Rewrite the material below with each instance of "record the position" changed to "write down the coordinates" and nothing else altered. Omit the pictures from your version.
•••••
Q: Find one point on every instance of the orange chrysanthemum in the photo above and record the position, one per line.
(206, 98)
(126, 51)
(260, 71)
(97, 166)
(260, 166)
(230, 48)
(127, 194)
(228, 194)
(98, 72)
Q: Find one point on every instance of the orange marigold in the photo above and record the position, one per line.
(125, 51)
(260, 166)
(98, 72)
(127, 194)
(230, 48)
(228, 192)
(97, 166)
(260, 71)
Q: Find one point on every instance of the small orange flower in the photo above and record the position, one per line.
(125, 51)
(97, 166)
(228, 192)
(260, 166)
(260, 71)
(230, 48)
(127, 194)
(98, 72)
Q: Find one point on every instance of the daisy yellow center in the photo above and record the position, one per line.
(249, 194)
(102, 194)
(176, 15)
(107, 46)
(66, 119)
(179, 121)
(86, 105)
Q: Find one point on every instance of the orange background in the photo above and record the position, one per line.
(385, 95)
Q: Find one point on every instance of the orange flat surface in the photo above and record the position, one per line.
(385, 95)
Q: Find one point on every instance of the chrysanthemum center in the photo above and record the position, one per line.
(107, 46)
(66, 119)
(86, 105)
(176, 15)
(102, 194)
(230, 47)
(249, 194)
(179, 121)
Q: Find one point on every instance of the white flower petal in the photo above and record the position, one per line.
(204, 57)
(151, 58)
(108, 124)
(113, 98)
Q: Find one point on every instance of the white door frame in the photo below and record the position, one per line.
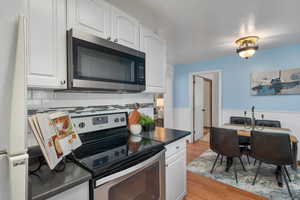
(191, 99)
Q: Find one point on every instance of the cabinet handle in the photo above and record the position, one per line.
(62, 82)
•••••
The response:
Q: Find one point on every instance of the orange chrysanthemum in the photo above and write down the coordinates, one per line.
(206, 98)
(126, 51)
(260, 71)
(97, 166)
(260, 166)
(230, 48)
(127, 194)
(228, 194)
(98, 72)
Q: Find one point on every instance of the orange marigold in the photo above and write down the coordinates, one per line.
(125, 51)
(260, 166)
(98, 72)
(127, 194)
(230, 48)
(228, 192)
(97, 166)
(260, 71)
Q: Find one point on every instance of the small orange flower in the photo above and write down the coordinates, one per line.
(125, 51)
(97, 166)
(228, 192)
(260, 166)
(260, 71)
(230, 48)
(127, 194)
(98, 72)
Q: Find one point on every instance of the daisy yellow center in the photo above and write down the coordinates, one per line.
(249, 194)
(102, 194)
(176, 15)
(107, 46)
(66, 119)
(179, 121)
(86, 105)
Q: Find one point on every instance of the orange background in the photo above and write down the coordinates, one per line.
(385, 95)
Q: Find one point on every instance of the orange flat surface in the photo above and write down the coordinates, one per line.
(385, 95)
Q: Find one point on every instance of the chrysanthemum center in the photo above and write down the coordinates, one per line.
(107, 46)
(66, 119)
(86, 105)
(176, 15)
(102, 194)
(230, 47)
(249, 194)
(179, 121)
Q: Find one point on every instance of the white flower petal in the photo above and write down the coordinates, one per line.
(204, 57)
(151, 58)
(108, 124)
(113, 98)
Q: Find one point on every instance of the white door frame in the photo below and write down the coordinates, one per line.
(191, 99)
Q: Find one point on every instance of the cabinet handle in the photo above and write down the coordinates, one per line.
(62, 82)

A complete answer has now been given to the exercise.